### Activity
For this exercise, repeat exactly the lines below starting at the line holding "Where can the winter" and ending at the line holding "dried brown leaf", both included, with no extra lines and no pictures.

### Exercise data
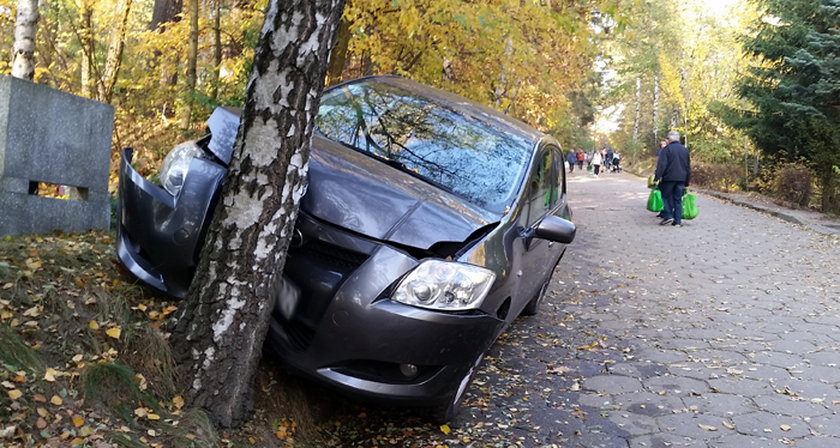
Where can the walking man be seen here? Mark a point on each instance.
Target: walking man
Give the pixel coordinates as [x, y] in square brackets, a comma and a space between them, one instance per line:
[673, 171]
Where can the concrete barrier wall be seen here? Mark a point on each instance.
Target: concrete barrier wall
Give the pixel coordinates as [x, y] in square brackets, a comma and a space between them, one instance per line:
[52, 137]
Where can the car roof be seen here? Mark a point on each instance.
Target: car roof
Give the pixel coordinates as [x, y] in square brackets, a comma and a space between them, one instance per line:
[456, 102]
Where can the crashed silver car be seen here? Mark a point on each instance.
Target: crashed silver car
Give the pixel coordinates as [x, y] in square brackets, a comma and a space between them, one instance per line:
[430, 223]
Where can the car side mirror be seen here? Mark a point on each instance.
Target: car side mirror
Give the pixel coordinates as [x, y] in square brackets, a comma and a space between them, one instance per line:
[557, 229]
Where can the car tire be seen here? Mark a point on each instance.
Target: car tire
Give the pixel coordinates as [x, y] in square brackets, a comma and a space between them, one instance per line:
[533, 307]
[447, 411]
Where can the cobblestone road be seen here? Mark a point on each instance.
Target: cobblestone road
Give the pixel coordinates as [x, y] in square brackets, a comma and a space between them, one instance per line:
[722, 333]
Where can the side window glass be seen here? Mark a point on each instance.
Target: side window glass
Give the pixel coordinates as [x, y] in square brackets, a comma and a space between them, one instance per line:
[539, 196]
[559, 175]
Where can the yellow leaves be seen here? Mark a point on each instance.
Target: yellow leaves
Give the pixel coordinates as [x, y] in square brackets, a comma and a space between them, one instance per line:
[178, 402]
[51, 373]
[285, 430]
[146, 413]
[114, 331]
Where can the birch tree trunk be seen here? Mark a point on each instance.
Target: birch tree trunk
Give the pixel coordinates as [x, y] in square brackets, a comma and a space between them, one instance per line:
[221, 326]
[163, 12]
[113, 60]
[23, 54]
[192, 63]
[638, 116]
[86, 38]
[655, 112]
[217, 49]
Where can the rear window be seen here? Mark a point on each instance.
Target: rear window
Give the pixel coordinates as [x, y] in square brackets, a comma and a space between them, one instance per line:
[453, 149]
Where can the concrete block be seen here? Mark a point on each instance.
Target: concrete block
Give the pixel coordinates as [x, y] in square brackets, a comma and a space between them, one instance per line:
[50, 137]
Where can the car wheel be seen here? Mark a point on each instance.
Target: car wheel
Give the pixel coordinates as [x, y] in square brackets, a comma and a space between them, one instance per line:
[533, 307]
[447, 411]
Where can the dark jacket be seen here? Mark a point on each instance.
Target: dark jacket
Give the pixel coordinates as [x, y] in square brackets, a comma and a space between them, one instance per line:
[674, 164]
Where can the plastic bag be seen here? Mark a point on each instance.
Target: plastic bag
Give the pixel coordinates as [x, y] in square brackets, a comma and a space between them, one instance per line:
[655, 201]
[689, 206]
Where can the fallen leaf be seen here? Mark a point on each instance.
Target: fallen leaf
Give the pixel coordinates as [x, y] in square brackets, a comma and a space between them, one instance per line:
[50, 374]
[114, 332]
[178, 402]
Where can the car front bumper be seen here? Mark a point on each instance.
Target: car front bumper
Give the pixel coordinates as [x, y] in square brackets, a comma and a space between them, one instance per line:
[357, 339]
[158, 234]
[344, 331]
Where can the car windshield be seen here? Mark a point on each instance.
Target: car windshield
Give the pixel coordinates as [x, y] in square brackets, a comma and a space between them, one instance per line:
[459, 152]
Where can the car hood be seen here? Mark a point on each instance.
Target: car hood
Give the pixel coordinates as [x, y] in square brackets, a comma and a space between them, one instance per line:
[366, 196]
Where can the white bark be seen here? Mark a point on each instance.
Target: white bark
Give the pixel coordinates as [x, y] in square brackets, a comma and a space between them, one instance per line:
[638, 116]
[23, 62]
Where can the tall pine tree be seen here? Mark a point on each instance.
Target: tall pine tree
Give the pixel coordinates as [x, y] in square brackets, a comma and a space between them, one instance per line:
[794, 87]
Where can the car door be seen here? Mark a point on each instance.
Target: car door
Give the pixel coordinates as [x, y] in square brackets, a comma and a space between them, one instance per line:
[541, 198]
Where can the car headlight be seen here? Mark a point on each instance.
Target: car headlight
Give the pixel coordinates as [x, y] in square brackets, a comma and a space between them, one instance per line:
[445, 285]
[175, 165]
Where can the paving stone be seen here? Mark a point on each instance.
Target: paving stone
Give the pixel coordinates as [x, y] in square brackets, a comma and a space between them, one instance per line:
[826, 425]
[740, 386]
[666, 441]
[695, 426]
[650, 404]
[766, 424]
[818, 442]
[740, 440]
[634, 424]
[670, 384]
[791, 406]
[612, 384]
[722, 405]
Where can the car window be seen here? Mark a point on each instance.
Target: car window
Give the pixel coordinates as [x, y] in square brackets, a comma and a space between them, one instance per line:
[559, 174]
[458, 151]
[539, 187]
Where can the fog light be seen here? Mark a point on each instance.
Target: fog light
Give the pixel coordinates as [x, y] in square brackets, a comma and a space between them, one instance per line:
[408, 370]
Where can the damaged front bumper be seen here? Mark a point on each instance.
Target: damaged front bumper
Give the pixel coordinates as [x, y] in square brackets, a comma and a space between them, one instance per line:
[160, 235]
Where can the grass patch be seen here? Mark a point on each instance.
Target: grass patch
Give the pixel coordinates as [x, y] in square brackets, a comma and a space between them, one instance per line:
[150, 354]
[16, 355]
[113, 385]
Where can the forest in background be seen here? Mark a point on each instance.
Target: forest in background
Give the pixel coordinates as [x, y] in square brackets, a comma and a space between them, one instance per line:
[751, 84]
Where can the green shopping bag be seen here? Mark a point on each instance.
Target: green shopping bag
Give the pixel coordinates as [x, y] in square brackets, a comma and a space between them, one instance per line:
[689, 206]
[655, 201]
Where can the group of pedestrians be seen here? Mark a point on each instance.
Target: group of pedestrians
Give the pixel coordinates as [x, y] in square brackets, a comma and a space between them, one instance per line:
[605, 157]
[673, 173]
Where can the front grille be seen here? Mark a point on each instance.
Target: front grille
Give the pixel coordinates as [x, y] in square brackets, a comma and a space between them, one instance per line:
[318, 269]
[333, 254]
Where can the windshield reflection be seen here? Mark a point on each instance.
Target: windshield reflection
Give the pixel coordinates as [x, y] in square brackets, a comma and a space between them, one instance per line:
[458, 152]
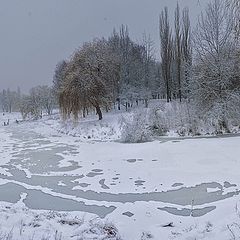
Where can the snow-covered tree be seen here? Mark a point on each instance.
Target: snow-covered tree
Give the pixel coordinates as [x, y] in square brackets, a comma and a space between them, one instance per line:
[91, 79]
[216, 84]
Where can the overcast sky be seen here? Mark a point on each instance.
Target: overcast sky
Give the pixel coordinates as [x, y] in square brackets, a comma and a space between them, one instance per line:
[36, 34]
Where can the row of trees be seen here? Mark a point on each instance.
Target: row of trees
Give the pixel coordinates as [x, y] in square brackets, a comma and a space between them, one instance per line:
[107, 71]
[200, 66]
[41, 99]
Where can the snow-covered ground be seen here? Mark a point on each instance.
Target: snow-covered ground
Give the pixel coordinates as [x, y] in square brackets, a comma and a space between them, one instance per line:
[165, 189]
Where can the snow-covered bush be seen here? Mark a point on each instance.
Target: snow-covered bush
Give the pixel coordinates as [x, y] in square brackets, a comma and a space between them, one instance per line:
[134, 128]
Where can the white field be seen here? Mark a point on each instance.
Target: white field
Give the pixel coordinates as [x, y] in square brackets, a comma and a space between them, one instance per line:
[42, 168]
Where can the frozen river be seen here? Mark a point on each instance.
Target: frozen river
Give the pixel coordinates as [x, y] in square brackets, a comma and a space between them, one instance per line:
[51, 174]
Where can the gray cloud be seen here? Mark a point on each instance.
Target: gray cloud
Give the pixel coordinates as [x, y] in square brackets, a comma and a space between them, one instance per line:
[35, 35]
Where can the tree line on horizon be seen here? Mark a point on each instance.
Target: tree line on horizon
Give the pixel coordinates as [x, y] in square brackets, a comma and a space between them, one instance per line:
[200, 67]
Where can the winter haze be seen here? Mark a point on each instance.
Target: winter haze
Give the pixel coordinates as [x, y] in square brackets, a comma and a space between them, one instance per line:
[35, 35]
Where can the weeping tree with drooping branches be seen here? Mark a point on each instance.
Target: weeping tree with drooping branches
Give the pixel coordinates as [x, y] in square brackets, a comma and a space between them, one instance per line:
[90, 80]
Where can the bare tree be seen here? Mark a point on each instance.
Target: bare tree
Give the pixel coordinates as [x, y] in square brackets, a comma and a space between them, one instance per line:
[215, 46]
[90, 79]
[186, 50]
[178, 52]
[166, 50]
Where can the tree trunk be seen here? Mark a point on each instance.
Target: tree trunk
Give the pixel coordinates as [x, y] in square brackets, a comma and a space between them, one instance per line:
[99, 112]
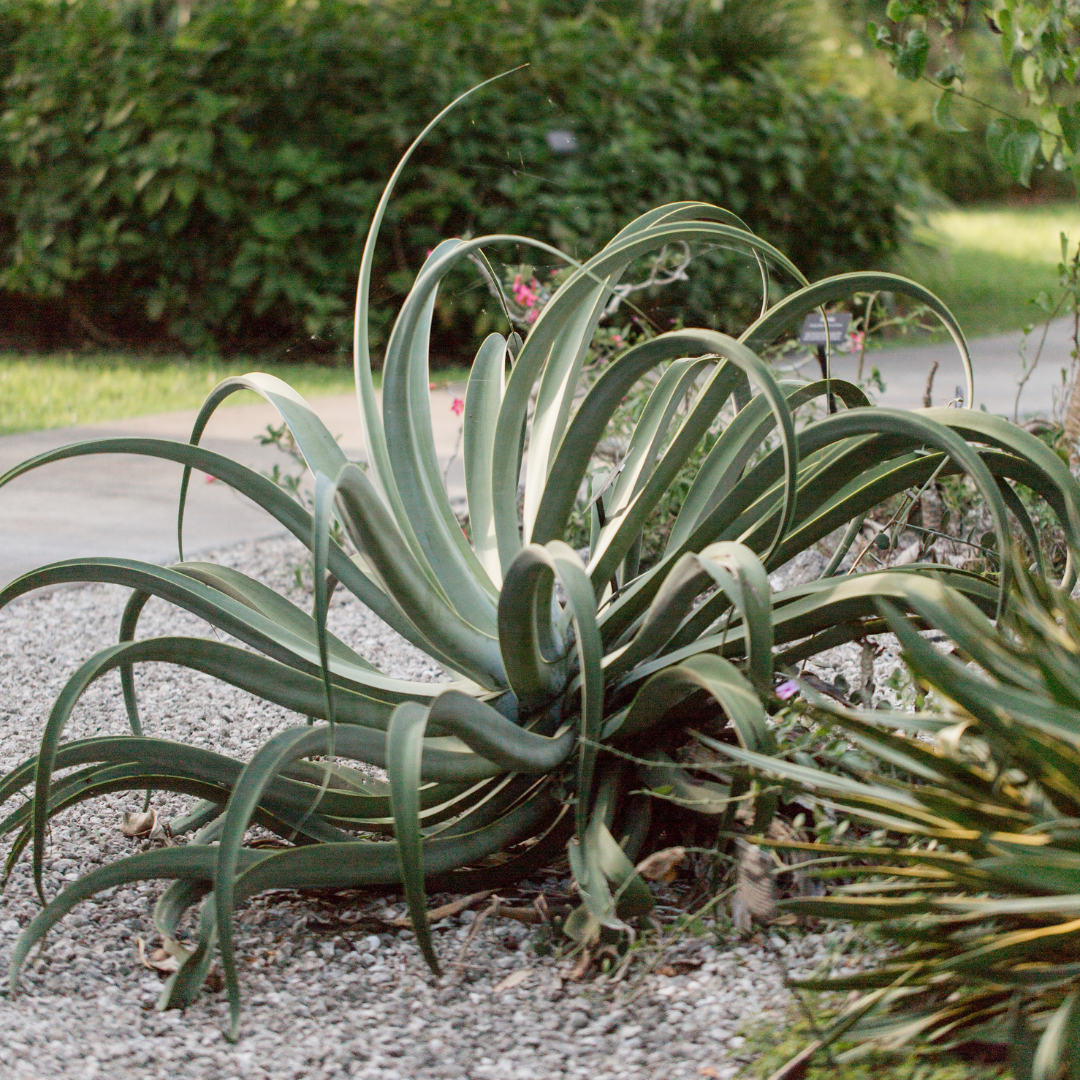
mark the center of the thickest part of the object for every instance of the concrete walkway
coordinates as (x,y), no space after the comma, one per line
(125,505)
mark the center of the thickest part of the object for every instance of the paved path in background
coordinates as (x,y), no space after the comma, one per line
(996,363)
(125,505)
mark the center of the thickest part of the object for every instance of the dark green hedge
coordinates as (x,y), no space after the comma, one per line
(212,185)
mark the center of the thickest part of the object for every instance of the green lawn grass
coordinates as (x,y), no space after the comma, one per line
(987,262)
(59,391)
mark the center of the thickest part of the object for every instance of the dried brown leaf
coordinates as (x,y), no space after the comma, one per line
(755,899)
(514,979)
(662,865)
(446,909)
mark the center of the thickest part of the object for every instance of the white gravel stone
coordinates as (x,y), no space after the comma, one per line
(316,1004)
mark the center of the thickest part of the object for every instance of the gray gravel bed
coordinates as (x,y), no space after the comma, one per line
(324,998)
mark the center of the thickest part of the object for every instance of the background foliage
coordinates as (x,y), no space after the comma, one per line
(210,184)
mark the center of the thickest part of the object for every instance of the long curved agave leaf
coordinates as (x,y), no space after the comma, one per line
(261,490)
(404,750)
(742,584)
(373,530)
(377,453)
(553,661)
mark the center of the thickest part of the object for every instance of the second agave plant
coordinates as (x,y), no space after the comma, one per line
(551,659)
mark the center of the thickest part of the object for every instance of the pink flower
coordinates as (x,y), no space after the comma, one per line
(525,296)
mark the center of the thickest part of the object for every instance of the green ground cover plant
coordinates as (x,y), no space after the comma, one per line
(968,862)
(61,391)
(988,262)
(572,683)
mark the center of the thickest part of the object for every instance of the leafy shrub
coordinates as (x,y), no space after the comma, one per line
(205,183)
(503,768)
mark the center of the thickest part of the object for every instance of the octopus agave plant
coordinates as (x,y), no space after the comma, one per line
(559,669)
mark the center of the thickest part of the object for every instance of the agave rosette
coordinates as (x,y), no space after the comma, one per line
(548,662)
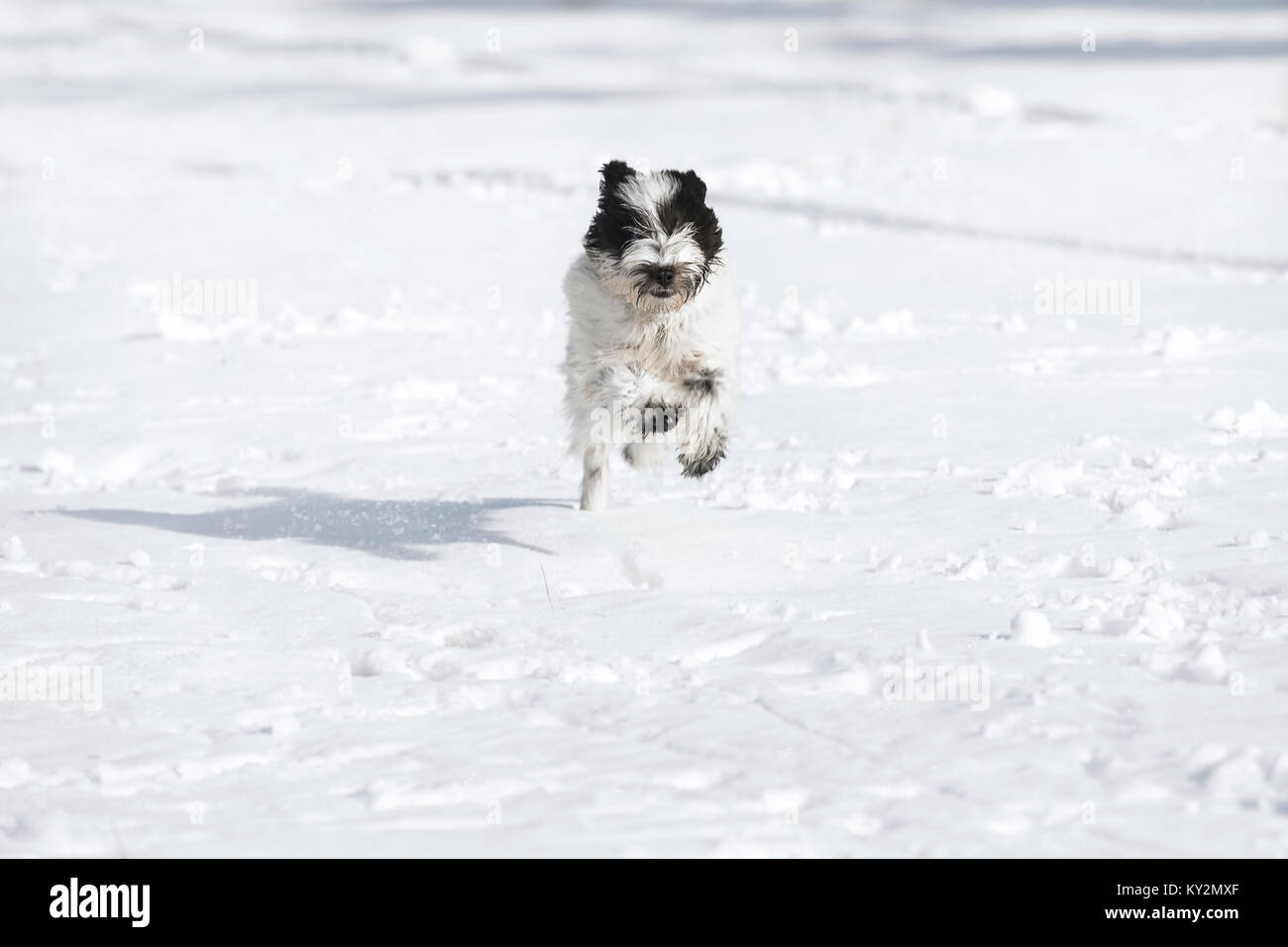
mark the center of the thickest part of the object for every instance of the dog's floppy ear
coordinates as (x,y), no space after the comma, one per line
(692,180)
(614,172)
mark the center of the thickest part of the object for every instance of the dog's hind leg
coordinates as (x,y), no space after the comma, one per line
(593,478)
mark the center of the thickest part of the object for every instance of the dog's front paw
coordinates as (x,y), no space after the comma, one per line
(658,419)
(702,382)
(704,458)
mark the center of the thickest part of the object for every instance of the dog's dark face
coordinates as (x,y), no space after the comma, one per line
(655,241)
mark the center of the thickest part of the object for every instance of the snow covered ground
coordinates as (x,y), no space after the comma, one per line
(996,565)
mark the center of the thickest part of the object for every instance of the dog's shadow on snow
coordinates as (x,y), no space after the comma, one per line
(389,528)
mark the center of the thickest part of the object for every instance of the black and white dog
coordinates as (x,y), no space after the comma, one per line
(653,342)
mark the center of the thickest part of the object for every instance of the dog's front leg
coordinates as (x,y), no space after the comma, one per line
(707,398)
(616,392)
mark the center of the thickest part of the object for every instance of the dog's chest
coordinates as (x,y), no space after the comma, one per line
(666,351)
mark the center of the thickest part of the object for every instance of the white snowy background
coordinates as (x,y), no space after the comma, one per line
(326,552)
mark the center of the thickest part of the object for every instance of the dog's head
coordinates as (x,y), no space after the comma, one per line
(655,241)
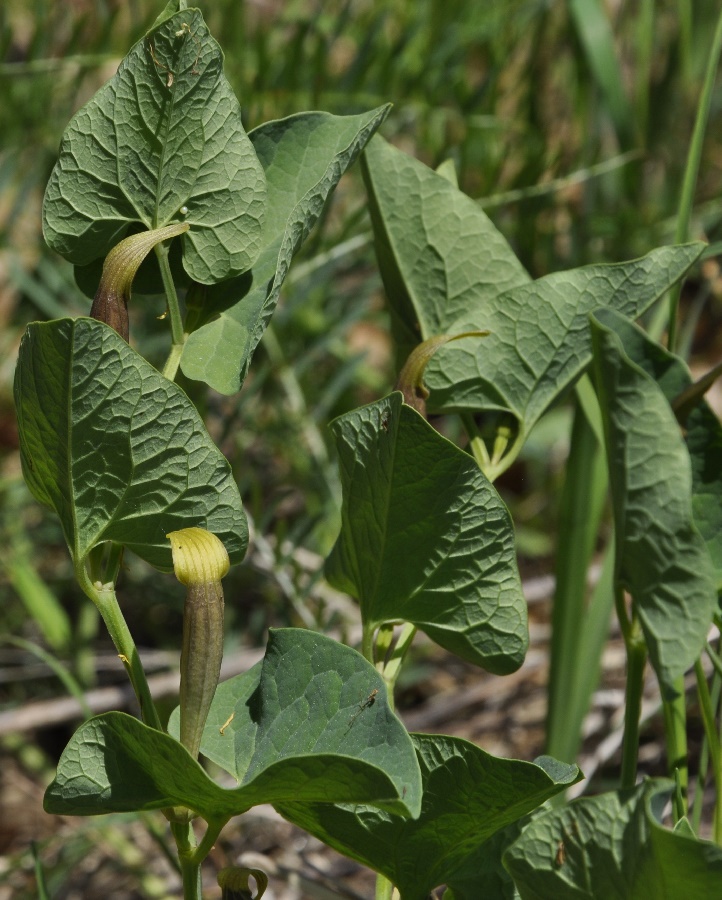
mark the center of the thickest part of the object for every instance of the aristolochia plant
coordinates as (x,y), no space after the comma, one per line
(159,155)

### Answer
Where can the winter haze be seen here? Mark a point on each instance.
Target: winter haze
Give the pixel coordinates as [x, y] in square brackets, a comma and a space between them, one instance per line:
[35, 35]
Where can the weeping tree with drooping branches be seen here? Mark a point on each instance.
Target: weeping tree with drooping branches
Give the pixel coordinates as [x, y] in square brackets, a comma and a space between them, one instance per line:
[90, 80]
Where can the bare tree be seen here? Mark a point on each instance.
Target: bare tree
Give the pixel coordinates as [x, y] in square brackets, a comma and a space between them, one instance per line:
[215, 46]
[90, 79]
[186, 50]
[178, 52]
[166, 50]
Where can the tree trunk be seen here? Mark a point on each instance.
Target: tree trunk
Give the pixel coordinates as [x, y] in square brackets, a comma and a space between them, one instance per line:
[99, 112]
mark the center of the thickest part of the object for every instance of the concrete walkway
coordinates as (x,y), no space after the comma, one per line
(125,505)
mark the center of the thickest part of the object for every instance of the paved path in background
coordinates as (x,y), no space after the comma, one per line
(996,363)
(125,505)
mark the center of the thickest part of the object for every instance of the dark green hedge
coordinates as (x,y), no space after the comma, one per line
(212,185)
mark the center of the thickest part of the object for every instance of the green lawn grass
coordinates as (x,y), no space after the comma, one per line
(987,262)
(59,391)
mark the center of the thickest part of the object for every instance of the dried brown leaf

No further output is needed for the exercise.